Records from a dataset
.....

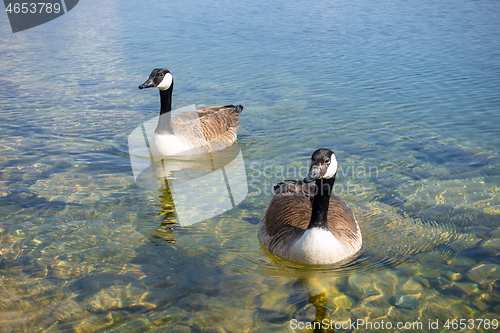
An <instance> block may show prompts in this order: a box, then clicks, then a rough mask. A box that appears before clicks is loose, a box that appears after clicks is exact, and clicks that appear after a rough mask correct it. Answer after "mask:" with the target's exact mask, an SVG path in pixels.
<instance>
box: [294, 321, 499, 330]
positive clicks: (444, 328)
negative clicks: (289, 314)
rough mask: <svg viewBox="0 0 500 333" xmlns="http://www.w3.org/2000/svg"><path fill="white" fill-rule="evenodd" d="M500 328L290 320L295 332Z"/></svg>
mask: <svg viewBox="0 0 500 333" xmlns="http://www.w3.org/2000/svg"><path fill="white" fill-rule="evenodd" d="M499 327H500V321H499V320H498V319H487V318H484V319H483V318H477V319H465V318H461V319H459V318H456V319H447V320H446V321H443V320H439V319H429V320H427V321H418V320H417V321H410V322H400V321H398V322H391V321H386V320H377V321H369V320H365V319H357V320H351V319H349V320H347V321H334V320H331V319H323V320H322V321H314V322H310V321H307V322H305V321H299V320H297V319H292V320H290V328H291V329H293V330H296V329H299V330H303V329H306V330H337V331H352V330H358V329H361V330H363V331H365V330H369V331H373V330H384V331H390V330H398V331H401V330H413V331H426V332H428V331H442V330H453V331H456V330H465V329H469V330H474V331H482V330H491V329H493V330H497V329H498V328H499Z"/></svg>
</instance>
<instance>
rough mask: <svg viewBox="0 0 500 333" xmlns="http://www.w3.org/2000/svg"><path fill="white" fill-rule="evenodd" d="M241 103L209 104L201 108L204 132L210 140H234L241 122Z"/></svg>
mask: <svg viewBox="0 0 500 333" xmlns="http://www.w3.org/2000/svg"><path fill="white" fill-rule="evenodd" d="M242 110H243V107H242V106H241V105H236V106H234V105H225V106H209V107H206V108H202V109H199V110H198V111H197V112H198V117H199V119H200V123H201V127H202V129H203V134H204V135H205V139H206V140H207V141H208V142H231V143H232V142H234V140H235V139H236V130H237V129H238V126H239V124H240V113H241V111H242Z"/></svg>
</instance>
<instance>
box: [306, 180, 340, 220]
mask: <svg viewBox="0 0 500 333" xmlns="http://www.w3.org/2000/svg"><path fill="white" fill-rule="evenodd" d="M334 183H335V177H333V178H330V179H317V180H316V193H315V195H314V199H313V202H312V214H311V221H310V223H309V226H308V229H311V228H323V229H327V230H328V207H329V205H330V197H331V195H332V190H333V184H334Z"/></svg>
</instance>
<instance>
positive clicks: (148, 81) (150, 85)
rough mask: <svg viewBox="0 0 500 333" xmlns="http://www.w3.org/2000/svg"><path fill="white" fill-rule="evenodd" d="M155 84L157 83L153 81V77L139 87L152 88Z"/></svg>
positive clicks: (143, 88)
mask: <svg viewBox="0 0 500 333" xmlns="http://www.w3.org/2000/svg"><path fill="white" fill-rule="evenodd" d="M154 86H155V83H154V82H153V79H152V78H149V79H147V80H146V82H144V83H143V84H141V85H140V86H139V89H145V88H152V87H154Z"/></svg>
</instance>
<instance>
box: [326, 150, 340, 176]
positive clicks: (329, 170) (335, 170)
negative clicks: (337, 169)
mask: <svg viewBox="0 0 500 333" xmlns="http://www.w3.org/2000/svg"><path fill="white" fill-rule="evenodd" d="M331 158H332V162H331V163H330V165H329V166H328V169H326V173H325V175H324V176H323V178H325V179H330V178H333V176H335V174H336V173H337V167H338V165H337V159H336V158H335V155H332V157H331Z"/></svg>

.....

_Problem to work on_: Pictures stay out, but every other part of the entries must be repeated exactly.

_Solution_:
An <instance> block may show prompts in this order: a box, then clicks, then a rough mask. A box that appears before clicks is loose, a box that appears after clicks is exact, and clicks that appear after a rough mask correct it. Answer after "mask:" with the target's exact mask, an SVG path in pixels.
<instance>
box: [294, 321, 499, 330]
positive clicks: (444, 328)
negative clicks: (289, 314)
rough mask: <svg viewBox="0 0 500 333" xmlns="http://www.w3.org/2000/svg"><path fill="white" fill-rule="evenodd" d="M500 328L290 320L295 332Z"/></svg>
mask: <svg viewBox="0 0 500 333" xmlns="http://www.w3.org/2000/svg"><path fill="white" fill-rule="evenodd" d="M499 327H500V321H499V320H498V319H487V318H484V319H483V318H477V319H465V318H461V319H459V318H456V319H447V320H446V321H443V320H439V319H429V320H427V321H418V320H417V321H410V322H400V321H398V322H391V321H386V320H377V321H369V320H365V319H357V320H351V319H349V320H347V321H334V320H331V319H323V320H322V321H314V322H310V321H307V322H305V321H299V320H297V319H292V320H290V328H291V329H293V330H296V329H299V330H303V329H306V330H337V331H352V330H358V329H361V330H363V331H365V330H369V331H373V330H384V331H390V330H398V331H401V330H413V331H426V332H428V331H442V330H453V331H456V330H465V329H469V330H474V331H482V330H491V329H493V330H497V329H498V328H499Z"/></svg>
</instance>
<instance>
rough mask: <svg viewBox="0 0 500 333" xmlns="http://www.w3.org/2000/svg"><path fill="white" fill-rule="evenodd" d="M241 103L209 104L201 108L204 132L210 140H234L241 122Z"/></svg>
mask: <svg viewBox="0 0 500 333" xmlns="http://www.w3.org/2000/svg"><path fill="white" fill-rule="evenodd" d="M242 110H243V107H242V106H241V105H236V106H234V105H225V106H209V107H206V108H202V109H199V110H198V111H197V112H198V117H199V119H200V123H201V127H202V129H203V134H204V135H205V139H206V140H207V141H208V142H231V143H232V142H234V140H235V139H236V130H237V129H238V126H239V124H240V113H241V111H242Z"/></svg>
</instance>
<instance>
box: [306, 180, 340, 220]
mask: <svg viewBox="0 0 500 333" xmlns="http://www.w3.org/2000/svg"><path fill="white" fill-rule="evenodd" d="M334 183H335V177H333V178H330V179H317V180H316V193H315V195H314V199H313V202H312V214H311V221H310V223H309V226H308V229H311V228H323V229H327V230H328V207H329V205H330V197H331V195H332V190H333V184H334Z"/></svg>
</instance>
<instance>
positive clicks: (148, 81) (150, 85)
rough mask: <svg viewBox="0 0 500 333" xmlns="http://www.w3.org/2000/svg"><path fill="white" fill-rule="evenodd" d="M155 84L157 83L153 81V77L139 87L152 88Z"/></svg>
positive clicks: (143, 88)
mask: <svg viewBox="0 0 500 333" xmlns="http://www.w3.org/2000/svg"><path fill="white" fill-rule="evenodd" d="M154 86H155V83H154V82H153V79H152V78H149V79H147V80H146V82H144V83H143V84H141V85H140V86H139V89H145V88H152V87H154Z"/></svg>
</instance>
<instance>
box: [326, 150, 340, 176]
positive clicks: (329, 170) (335, 170)
negative clicks: (337, 169)
mask: <svg viewBox="0 0 500 333" xmlns="http://www.w3.org/2000/svg"><path fill="white" fill-rule="evenodd" d="M331 158H332V162H331V163H330V165H329V166H328V169H326V173H325V175H324V176H323V178H325V179H330V178H333V176H335V174H336V173H337V167H338V165H337V159H336V158H335V155H332V157H331Z"/></svg>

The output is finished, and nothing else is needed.